§ **PAGINAFRAGMENT**
========

Anouk (52) en haar man Marc (53) hadden een leuk gezin, een goedlopende zaak en een gelukkig huwelijk. Totdat Marc na een auto-ongeluk hevig depressief raakte.
'Dit is het laatste'
“Het was kort na de kerstvakantie, we reden van een afspraak naar huis, Marc en ik. We waren er bijna: nog twee, drie minuten. Plotseling zagen we een tegenligger op onze rijstrook. Hij had een verkeerde inschatting gemaakt, inhalen lukte niet meer, invoegen evenmin. Ons linkerwiel schoot over zijn motorkap. Het was een kwestie van seconden, maar de beelden staan voor altijd op ons netvlies gebrand. Onze auto met wagen erachter - onze marktkraam, ons bedrijf - tolde, kantelde en raakte in de sloot, net als de auto. Door de voorruit zag ik de gasflessen op de kraam, ik rook brandlucht. Achteraf bleek dat het poeder van de airbag te zijn; op het moment zelf dacht ik dat er elk ogenblik een ontploffing kon komen. ‘Dit is het laatste,’ schoot er door mijn hoofd. Na wat een eeuwigheid leek te duren, kwamen de brandweer en politie ons bevrijden. Dat ongeluk gebeurde bijna vier jaar geleden. Sindsdien is niets meer hetzelfde. Het heeft zulke diepe sporen nagelaten dat we alles kwijt zijn waar we ooit zo hard voor hebben gewerkt: ons bedrijf, ons spaargeld, mogelijk binnenkort ons huis - en elkaar, al leven we nog samen. Maar het gevoel van eenheid dat er was, is volledig verdwenen.
'Het leven lachte ons toe'
Op het moment van het ongeluk waren Marc en ik al meer dan dertig jaar samen. We kennen elkaar van school, ik was veertien toen we iets kregen. Dit wordt mijn man, dacht ik, en ik kreeg gelijk. We trouwden, er werd een zoon geboren en daarna volgden er nog twee kinderen. In 1991 namen we de goedlopende zaak van mijn ouders over: een marktkraam, waarmee zij elke dag op een andere plek stonden. Ook wij wisten er een succes van te maken en hadden er enorm veel plezier in. Dag in dag uit werkten we samen en dat ging uitstekend. In december 2010 besloten we om het iets rustiger aan te doen en nog maar vier dagen per week met de marktkraam op pad te gaan. Om die beslissing én ons 25-jarige huwelijk te vieren, gingen Marc en ik voor het eerst zonder kinderen op vakantie, naar Andalusië. Uitgerust gingen we het nieuwe jaar in. In mei zou onze nieuwe marktkraam komen, naar onze wensen gemaakt. Het leven lachte ons toe.

========

§ **TE BEOORDELEN GEGEVENS**
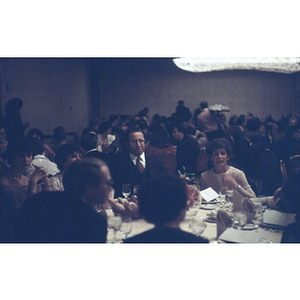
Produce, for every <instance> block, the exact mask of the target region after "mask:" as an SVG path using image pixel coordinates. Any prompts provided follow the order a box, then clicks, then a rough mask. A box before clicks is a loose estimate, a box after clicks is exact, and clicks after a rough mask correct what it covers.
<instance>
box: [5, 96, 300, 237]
mask: <svg viewBox="0 0 300 300" xmlns="http://www.w3.org/2000/svg"><path fill="white" fill-rule="evenodd" d="M22 106H23V102H22V100H21V99H19V98H14V99H11V100H10V101H8V102H7V104H6V106H5V115H4V117H3V119H2V124H1V125H0V163H1V164H0V191H1V199H2V200H1V201H2V202H1V205H2V208H3V209H2V210H1V216H2V217H1V218H0V219H1V240H2V241H13V240H14V239H15V241H34V239H36V240H37V241H42V240H43V239H42V238H41V236H39V237H38V238H37V237H36V236H35V238H34V237H31V238H32V239H33V240H32V239H31V240H30V239H29V235H26V234H25V235H24V234H23V235H22V234H20V232H21V233H22V232H23V231H24V228H25V227H24V226H25V225H26V226H27V225H28V224H27V223H28V222H29V219H28V217H26V215H24V214H25V212H29V211H30V209H31V208H30V203H35V205H38V201H37V199H38V198H39V196H38V195H39V194H41V195H44V196H43V201H40V203H45V204H44V205H45V207H46V206H47V205H48V206H49V205H50V204H49V203H48V202H47V201H50V200H49V199H50V197H51V195H56V192H66V190H65V188H66V187H65V186H64V184H65V182H67V183H68V188H67V192H68V190H72V187H71V186H72V182H70V178H71V177H70V176H71V175H70V174H69V172H70V171H69V169H70V166H73V164H74V162H77V161H80V160H82V159H86V160H91V161H93V162H89V166H90V167H91V166H92V167H94V165H95V162H94V160H95V159H96V160H97V159H100V160H101V161H102V162H103V163H104V165H105V166H103V165H101V166H100V167H99V168H100V169H101V170H102V171H101V172H102V173H103V172H104V173H103V174H105V178H106V179H107V180H108V181H109V182H108V183H107V184H108V185H112V187H113V189H114V191H115V197H120V196H121V195H122V191H121V186H122V184H123V183H125V182H126V183H130V184H131V185H132V186H135V185H138V186H140V185H142V184H143V182H144V181H146V180H147V179H149V178H152V177H154V175H155V176H156V175H159V176H164V175H166V174H168V173H171V174H169V175H172V176H173V175H176V176H179V177H180V178H183V179H184V180H186V182H188V181H189V180H194V179H195V178H197V177H198V178H200V184H202V186H201V188H206V187H208V186H212V185H213V186H215V185H214V184H212V183H210V181H214V177H215V174H217V173H218V172H219V173H226V174H227V175H226V176H223V177H224V180H226V181H227V183H228V184H232V186H233V187H234V188H238V189H241V191H242V194H243V195H244V196H249V197H250V196H258V195H273V194H275V195H281V197H280V198H283V199H281V200H282V201H278V203H279V204H280V205H281V206H280V209H282V210H284V209H286V207H289V209H290V210H291V207H293V206H291V205H287V204H286V200H285V199H284V192H283V191H285V194H287V193H288V192H287V190H288V188H287V187H285V188H282V186H285V185H286V186H287V184H286V182H288V183H289V184H290V182H289V177H290V176H288V177H287V178H285V177H284V176H283V173H282V172H280V171H281V169H280V167H282V166H286V167H287V168H288V167H289V166H290V164H291V158H294V157H296V156H298V155H300V130H299V129H300V123H299V121H300V120H299V118H298V117H297V116H295V115H292V114H288V115H285V116H282V117H281V118H280V119H279V120H274V119H273V118H272V116H271V115H270V114H267V115H265V116H264V117H262V116H260V115H259V114H258V115H255V114H253V113H251V112H245V114H240V115H231V116H230V118H229V119H228V120H227V117H226V114H225V113H224V112H222V111H221V112H218V111H212V110H210V109H209V104H208V103H207V102H206V101H203V102H201V103H200V105H199V107H198V108H197V109H196V110H195V111H194V113H193V114H192V113H191V111H190V109H189V108H188V107H186V106H185V104H184V101H183V100H180V101H179V102H178V106H177V107H176V108H175V111H174V113H173V114H172V115H171V116H163V115H160V114H155V115H153V117H152V118H151V119H150V117H149V109H148V108H147V107H145V108H143V109H142V110H141V111H139V112H137V113H136V114H132V115H122V114H115V115H110V116H109V117H108V118H101V119H93V120H90V122H89V124H87V126H86V128H82V132H80V133H77V137H75V138H74V139H73V140H70V139H68V134H67V132H66V131H65V129H64V127H63V126H61V125H60V124H58V126H57V127H55V128H54V129H53V139H52V140H49V141H47V142H46V141H45V138H44V134H43V132H42V131H41V130H40V129H39V128H30V129H29V124H28V123H25V124H23V122H22V120H21V115H20V110H21V108H22ZM27 129H29V130H28V132H27V133H26V131H27ZM266 151H267V153H268V154H270V153H271V156H270V157H271V158H274V159H276V160H273V161H272V162H274V164H278V166H279V169H278V170H279V174H277V175H278V176H277V177H276V176H274V178H271V176H269V177H267V178H266V176H265V174H266V172H267V171H266V170H264V169H262V167H261V159H262V158H263V157H264V156H263V155H265V152H266ZM203 152H205V153H206V154H207V155H208V157H209V159H208V161H207V162H208V163H207V165H206V166H205V168H204V169H202V170H201V171H199V168H198V167H197V166H198V164H199V157H200V154H202V153H203ZM164 155H168V156H170V157H171V158H172V159H173V162H175V167H174V168H170V166H169V165H168V162H167V161H165V160H163V158H162V157H165V156H164ZM201 157H202V156H201ZM271 158H270V159H271ZM272 164H273V163H272ZM87 165H88V164H87ZM74 166H76V164H75V165H74ZM133 166H134V167H133ZM77 167H78V168H79V169H80V168H81V169H84V168H85V167H86V166H82V165H78V163H77ZM106 167H107V169H108V170H109V173H108V172H107V170H106ZM135 167H136V168H135ZM73 168H75V167H73ZM103 169H104V171H103ZM218 169H220V171H218ZM73 171H74V172H75V173H76V172H77V171H78V170H77V171H76V169H75V170H73ZM84 172H85V171H84ZM84 172H83V173H84ZM86 172H87V171H86ZM101 172H100V175H99V176H100V177H99V178H98V179H97V180H98V182H97V183H95V180H96V179H95V178H96V177H97V174H96V175H95V174H94V175H93V176H94V177H95V178H93V176H92V175H89V176H90V177H88V178H89V179H90V180H91V181H90V182H89V181H84V179H83V178H82V176H81V175H79V173H78V172H77V173H76V174H77V175H78V178H76V179H74V178H73V179H72V180H74V181H73V185H76V184H78V182H83V181H84V182H85V184H86V185H85V187H83V188H82V189H81V190H80V191H79V194H77V196H78V195H81V196H82V197H87V200H86V203H88V205H89V204H91V203H93V201H95V199H94V198H95V195H94V194H93V193H96V190H93V189H92V188H91V186H94V187H96V186H97V185H99V182H100V183H101V182H102V183H103V176H104V175H103V174H102V173H101ZM297 172H299V169H298V167H294V168H293V171H292V174H293V175H292V178H293V183H294V184H296V183H295V180H297V179H295V178H299V176H298V177H297V176H295V175H294V173H297ZM273 173H274V172H273ZM68 174H69V175H68ZM101 174H102V175H101ZM274 175H276V174H274ZM65 176H69V177H67V178H69V181H68V179H65ZM110 176H111V178H110ZM241 177H242V180H241V179H239V178H241ZM65 180H66V181H65ZM93 180H94V181H93ZM239 180H240V181H239ZM297 183H298V185H299V186H300V182H297ZM170 185H171V184H170ZM108 189H109V190H110V188H108ZM216 189H217V187H216ZM278 190H280V191H282V192H281V193H279V192H278ZM87 191H88V192H87ZM102 191H103V189H102ZM97 192H99V189H98V190H97ZM106 192H108V191H106ZM217 192H218V191H217ZM49 193H50V194H49ZM52 193H53V194H52ZM64 195H67V196H66V199H68V201H67V202H66V203H69V202H70V201H71V200H70V197H71V196H70V193H66V194H64ZM60 197H61V196H60V194H59V195H56V196H55V199H56V200H55V201H53V203H56V205H58V206H60V207H61V206H62V204H61V202H62V200H61V198H60ZM105 197H106V196H104V198H105ZM291 197H292V196H291V195H290V194H289V198H291ZM32 198H33V199H34V200H32ZM77 198H78V197H77ZM77 198H76V199H77ZM104 198H102V199H101V201H100V203H102V204H103V203H104V202H105V199H104ZM103 199H104V200H103ZM77 200H78V199H77ZM77 200H76V201H77ZM30 201H31V202H30ZM78 201H79V200H78ZM78 201H77V202H78ZM290 201H291V200H290ZM27 203H28V204H27ZM86 203H85V204H86ZM282 203H283V204H282ZM77 204H78V206H80V205H81V204H79V203H77ZM94 204H97V203H94ZM127 204H128V203H127ZM127 204H126V205H127ZM31 205H33V206H34V204H31ZM48 206H47V207H48ZM50 206H51V205H50ZM65 206H66V205H65ZM82 207H83V208H82ZM82 207H81V208H82V209H84V210H85V211H86V216H82V215H81V216H77V217H78V218H81V220H83V219H84V218H86V217H87V216H89V218H90V221H89V225H90V226H91V227H93V226H95V228H98V227H97V226H100V225H101V224H102V223H101V222H102V221H99V219H98V217H96V216H95V215H93V214H92V213H91V212H90V211H89V208H88V207H85V206H84V205H83V206H82ZM52 208H53V207H52ZM34 209H35V214H34V215H33V217H34V218H38V217H37V216H36V215H37V214H38V212H37V210H36V209H37V208H36V207H35V208H34ZM45 209H46V208H45ZM48 209H50V208H49V207H48ZM61 209H62V210H63V208H61ZM64 209H65V210H68V207H64ZM41 211H43V209H41ZM61 213H62V214H63V212H61ZM56 217H57V216H56ZM16 219H17V220H18V222H15V223H14V222H13V221H12V220H16ZM149 219H151V216H150V217H149ZM20 220H21V221H20ZM24 220H26V222H27V223H26V222H25V221H24ZM92 220H94V223H93V221H92ZM31 221H32V220H31ZM31 221H30V222H31ZM48 221H49V220H48ZM22 222H23V223H22ZM70 222H71V221H70ZM72 222H73V223H72V224H74V222H75V221H74V219H72ZM82 222H83V221H82ZM99 222H100V223H99ZM25 223H26V224H25ZM12 224H13V225H12ZM22 224H23V227H22ZM24 224H25V225H24ZM30 224H31V223H30ZM99 224H100V225H99ZM28 226H29V225H28ZM30 226H33V225H32V224H31V225H30ZM30 226H29V227H30ZM45 226H46V225H45ZM61 226H63V225H62V224H61ZM73 226H74V225H73ZM29 227H28V228H29ZM35 227H37V225H35ZM20 228H22V230H23V231H22V230H21V229H20ZM294 228H296V229H297V230H298V228H299V226H294ZM16 230H17V232H18V234H16V235H15V234H14V233H15V232H16ZM52 230H53V231H55V230H58V229H57V228H56V229H55V230H54V229H52ZM67 231H68V230H67V229H65V231H64V232H65V234H66V235H67ZM105 232H106V227H105V229H104V230H103V231H102V233H103V235H104V234H105ZM23 233H24V232H23ZM72 234H73V237H74V240H72V238H71V239H70V237H68V238H66V240H67V241H89V242H93V241H102V242H103V241H105V238H104V236H103V235H102V236H101V237H99V236H98V235H97V234H94V235H93V234H90V235H89V234H87V235H86V236H87V237H88V239H87V240H84V238H82V236H80V237H79V236H76V235H75V234H74V233H72ZM24 236H26V238H24ZM32 236H34V235H32ZM45 236H47V237H48V238H49V240H50V241H55V235H53V236H54V237H53V240H51V238H50V237H49V236H50V234H49V232H48V233H47V234H45ZM293 236H295V233H294V232H293ZM63 239H64V236H59V238H57V241H63ZM286 240H289V241H290V239H289V238H288V237H287V238H286Z"/></svg>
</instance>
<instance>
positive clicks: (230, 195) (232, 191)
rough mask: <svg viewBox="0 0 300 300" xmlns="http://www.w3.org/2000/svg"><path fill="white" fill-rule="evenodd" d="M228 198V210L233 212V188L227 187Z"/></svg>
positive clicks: (226, 192)
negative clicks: (232, 211)
mask: <svg viewBox="0 0 300 300" xmlns="http://www.w3.org/2000/svg"><path fill="white" fill-rule="evenodd" d="M226 200H227V202H228V211H229V212H232V207H233V202H232V201H233V190H230V189H227V190H226Z"/></svg>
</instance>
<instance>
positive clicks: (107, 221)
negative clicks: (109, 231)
mask: <svg viewBox="0 0 300 300" xmlns="http://www.w3.org/2000/svg"><path fill="white" fill-rule="evenodd" d="M121 225H122V218H121V217H120V216H119V215H109V216H108V217H107V227H108V229H110V230H112V232H113V235H114V236H113V239H112V241H111V242H112V243H115V242H116V241H117V236H116V234H117V231H118V230H120V228H121Z"/></svg>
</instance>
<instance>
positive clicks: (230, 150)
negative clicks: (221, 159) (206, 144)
mask: <svg viewBox="0 0 300 300" xmlns="http://www.w3.org/2000/svg"><path fill="white" fill-rule="evenodd" d="M217 149H225V150H226V152H227V155H228V156H230V155H231V153H232V148H231V145H230V143H229V141H228V140H226V139H225V138H218V139H214V140H212V141H211V142H210V143H209V145H208V148H207V154H208V156H209V157H211V156H212V154H213V152H214V151H215V150H217Z"/></svg>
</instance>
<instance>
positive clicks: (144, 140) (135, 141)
mask: <svg viewBox="0 0 300 300" xmlns="http://www.w3.org/2000/svg"><path fill="white" fill-rule="evenodd" d="M145 141H146V140H142V139H140V140H137V141H130V142H129V144H130V145H137V144H142V143H145Z"/></svg>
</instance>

========

§ **OPDRACHT A**
In welk jaar namen Anouk en Marc volgens het verhaal over het auto-ongeluk de zaak van haar ouders over?
§ **OPDRACHT B**
Geef uit de records de regels vanaf het begin tot en met de regel met "box: [5, 96, 300, 237]" letterlijk weer. Laat de afbeeldingen daarbij weg.

§ **OPLOSSING A**
In 1991.

§ **OPLOSSING B**
Produce, for every <instance> block, the exact mask of the target region after "mask:" as an SVG path using image pixel coordinates. Any prompts provided follow the order a box, then clicks, then a rough mask. A box before clicks is a loose estimate, a box after clicks is exact, and clicks after a rough mask correct what it covers.
<instance>
box: [5, 96, 300, 237]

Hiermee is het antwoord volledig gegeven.